● Description of the task
In the article on US border crossings, how many people did Mayorkas say crossed the border on Saturday?

US border crossings down by half since rule change

WASHINGTON: US border authorities have seen a 50 per cent drop in ‘encounters’ with undocumented migrants crossing the southern border since the country’s Title 42 migration policy ended, the country’s homeland security chief said on Sunday.

“Over the past two days, the United States border patrol has experienced a 50pc drop in the number of encounters, versus what we were experiencing earlier in the week,” Secretary of Homeland Security Alejandro Mayorkas told CNN talk show “State of the Union.” “We are in Day Three,” Mayorkas cautioned, adding “it is too early” to predict the rate of future crossings.

Title 42 allowed the United States to swiftly expel a wide array of migrants on public health grounds, but that authority ceased on Thursday when the government ended its declaration of Covid-19 as an official public health emergency.

Instead, the country has reverted back to an immigration law known as Title 8, as President Joe Biden’s administration tries to create a system that allows for expanded asylum and legal routes in some cases.

New law spurs migrants to seek legal path to US

It also provides for strict penalties for those crossing who do not qualify, including five-year bans on entering the United States and possible criminal charges.

Preparing for the end of Title 42, the Biden administration had initially braced for a surge in border crossings, deploying troops to the border.

Mayorkas said approximately 6,300 people crossed on Friday, with 4,200 crossing on Saturday, numbers he described as ‘markedly down’ compared to the 10,000 per day crossing earlier in the week.

Representative Mark Green, the Republican chairman of the homeland security committee in the House of Representatives, disputed accounting.

● Material shown
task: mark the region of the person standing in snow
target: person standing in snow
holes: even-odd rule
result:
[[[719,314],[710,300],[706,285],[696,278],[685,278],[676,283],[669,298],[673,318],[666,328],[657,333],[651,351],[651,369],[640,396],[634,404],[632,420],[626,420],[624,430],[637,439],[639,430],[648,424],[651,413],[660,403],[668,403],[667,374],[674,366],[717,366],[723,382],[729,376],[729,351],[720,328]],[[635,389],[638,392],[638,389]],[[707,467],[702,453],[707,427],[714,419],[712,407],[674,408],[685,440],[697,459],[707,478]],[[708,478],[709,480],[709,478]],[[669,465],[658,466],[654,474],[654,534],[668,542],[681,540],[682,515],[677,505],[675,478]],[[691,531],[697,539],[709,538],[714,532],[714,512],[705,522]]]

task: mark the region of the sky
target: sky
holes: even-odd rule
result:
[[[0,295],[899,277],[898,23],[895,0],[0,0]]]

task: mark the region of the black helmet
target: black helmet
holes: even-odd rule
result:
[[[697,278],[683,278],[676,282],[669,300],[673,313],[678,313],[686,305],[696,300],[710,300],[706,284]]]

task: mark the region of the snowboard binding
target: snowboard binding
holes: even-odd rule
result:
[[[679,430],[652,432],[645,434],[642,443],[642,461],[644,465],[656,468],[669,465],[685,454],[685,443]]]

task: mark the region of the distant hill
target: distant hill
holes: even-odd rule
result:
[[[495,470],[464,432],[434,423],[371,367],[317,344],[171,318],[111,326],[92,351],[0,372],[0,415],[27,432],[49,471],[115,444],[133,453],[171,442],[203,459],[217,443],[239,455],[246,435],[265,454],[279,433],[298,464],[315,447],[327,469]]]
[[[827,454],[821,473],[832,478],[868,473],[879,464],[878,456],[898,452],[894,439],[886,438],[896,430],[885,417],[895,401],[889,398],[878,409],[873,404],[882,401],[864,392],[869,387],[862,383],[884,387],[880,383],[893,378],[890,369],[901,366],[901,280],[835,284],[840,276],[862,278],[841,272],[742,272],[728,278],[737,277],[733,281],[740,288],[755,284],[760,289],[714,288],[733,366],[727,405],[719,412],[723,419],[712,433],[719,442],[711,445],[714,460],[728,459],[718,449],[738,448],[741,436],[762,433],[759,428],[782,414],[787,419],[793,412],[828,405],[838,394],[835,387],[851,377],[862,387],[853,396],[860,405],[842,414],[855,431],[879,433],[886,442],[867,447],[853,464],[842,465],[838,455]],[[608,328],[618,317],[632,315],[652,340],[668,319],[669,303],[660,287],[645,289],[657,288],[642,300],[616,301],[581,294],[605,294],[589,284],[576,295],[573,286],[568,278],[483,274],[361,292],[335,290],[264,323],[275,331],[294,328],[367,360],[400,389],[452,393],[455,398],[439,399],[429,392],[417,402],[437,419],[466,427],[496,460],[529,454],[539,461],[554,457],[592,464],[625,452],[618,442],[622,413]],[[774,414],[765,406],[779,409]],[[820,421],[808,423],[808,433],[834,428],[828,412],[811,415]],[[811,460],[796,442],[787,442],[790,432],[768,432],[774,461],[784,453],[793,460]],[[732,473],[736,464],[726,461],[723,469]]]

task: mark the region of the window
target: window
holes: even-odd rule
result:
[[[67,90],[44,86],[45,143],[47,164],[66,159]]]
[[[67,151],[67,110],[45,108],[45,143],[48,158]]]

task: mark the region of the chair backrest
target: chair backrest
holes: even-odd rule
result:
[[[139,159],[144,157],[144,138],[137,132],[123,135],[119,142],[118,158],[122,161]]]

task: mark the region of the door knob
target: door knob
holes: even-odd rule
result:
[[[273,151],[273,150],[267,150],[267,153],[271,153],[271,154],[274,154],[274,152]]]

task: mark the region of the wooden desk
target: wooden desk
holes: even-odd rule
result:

● Reply
About 4,200 people.